→ **Problem details**: What lines of the listing include the string "left"? Show them all.

##########

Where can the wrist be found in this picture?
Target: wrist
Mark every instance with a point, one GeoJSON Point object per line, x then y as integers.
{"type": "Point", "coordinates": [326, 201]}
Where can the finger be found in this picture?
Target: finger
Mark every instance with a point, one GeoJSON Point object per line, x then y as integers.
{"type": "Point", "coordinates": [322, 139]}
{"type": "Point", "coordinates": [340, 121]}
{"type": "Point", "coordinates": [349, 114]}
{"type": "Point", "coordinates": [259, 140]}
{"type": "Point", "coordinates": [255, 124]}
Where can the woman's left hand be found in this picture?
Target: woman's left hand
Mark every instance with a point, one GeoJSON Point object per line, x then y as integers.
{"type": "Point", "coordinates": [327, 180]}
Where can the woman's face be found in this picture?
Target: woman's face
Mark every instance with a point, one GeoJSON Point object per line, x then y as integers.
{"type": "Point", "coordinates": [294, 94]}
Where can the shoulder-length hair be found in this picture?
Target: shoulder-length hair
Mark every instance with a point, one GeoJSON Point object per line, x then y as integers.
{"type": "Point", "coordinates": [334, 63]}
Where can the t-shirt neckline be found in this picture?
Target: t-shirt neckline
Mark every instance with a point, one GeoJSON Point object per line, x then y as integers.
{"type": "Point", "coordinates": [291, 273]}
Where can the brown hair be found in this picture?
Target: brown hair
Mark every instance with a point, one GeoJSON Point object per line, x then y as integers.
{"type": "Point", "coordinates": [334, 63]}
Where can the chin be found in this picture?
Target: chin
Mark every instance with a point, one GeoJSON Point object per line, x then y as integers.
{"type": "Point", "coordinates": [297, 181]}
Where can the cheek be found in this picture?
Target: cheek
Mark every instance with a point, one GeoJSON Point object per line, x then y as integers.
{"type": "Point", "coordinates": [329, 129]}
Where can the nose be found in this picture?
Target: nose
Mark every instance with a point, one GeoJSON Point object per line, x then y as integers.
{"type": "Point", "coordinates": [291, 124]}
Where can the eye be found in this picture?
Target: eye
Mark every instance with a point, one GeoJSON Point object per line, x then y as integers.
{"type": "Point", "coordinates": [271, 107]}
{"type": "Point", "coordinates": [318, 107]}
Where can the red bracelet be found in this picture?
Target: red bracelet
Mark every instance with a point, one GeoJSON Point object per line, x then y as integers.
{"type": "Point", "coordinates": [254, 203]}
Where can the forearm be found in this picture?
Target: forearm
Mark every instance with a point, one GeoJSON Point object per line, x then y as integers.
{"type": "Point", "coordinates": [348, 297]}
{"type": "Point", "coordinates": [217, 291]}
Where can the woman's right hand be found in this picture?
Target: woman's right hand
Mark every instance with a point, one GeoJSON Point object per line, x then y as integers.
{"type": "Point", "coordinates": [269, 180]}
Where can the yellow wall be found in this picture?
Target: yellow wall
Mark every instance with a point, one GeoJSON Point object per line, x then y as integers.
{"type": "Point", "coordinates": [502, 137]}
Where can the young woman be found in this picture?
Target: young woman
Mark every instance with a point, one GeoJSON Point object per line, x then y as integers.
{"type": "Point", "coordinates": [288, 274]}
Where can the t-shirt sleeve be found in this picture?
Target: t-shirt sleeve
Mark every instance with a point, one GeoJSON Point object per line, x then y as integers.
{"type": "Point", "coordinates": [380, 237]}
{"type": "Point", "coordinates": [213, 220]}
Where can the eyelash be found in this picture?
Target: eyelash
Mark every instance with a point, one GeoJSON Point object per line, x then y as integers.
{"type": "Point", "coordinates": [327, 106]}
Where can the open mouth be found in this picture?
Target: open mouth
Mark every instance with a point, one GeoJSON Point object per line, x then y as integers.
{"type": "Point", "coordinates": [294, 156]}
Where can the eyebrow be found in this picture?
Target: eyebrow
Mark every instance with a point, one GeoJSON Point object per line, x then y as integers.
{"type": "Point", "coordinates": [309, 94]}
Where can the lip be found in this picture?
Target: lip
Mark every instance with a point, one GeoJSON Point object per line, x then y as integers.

##########

→ **Reply to the exercise**:
Where can the woman's left hand be found in this picture?
Target: woman's left hand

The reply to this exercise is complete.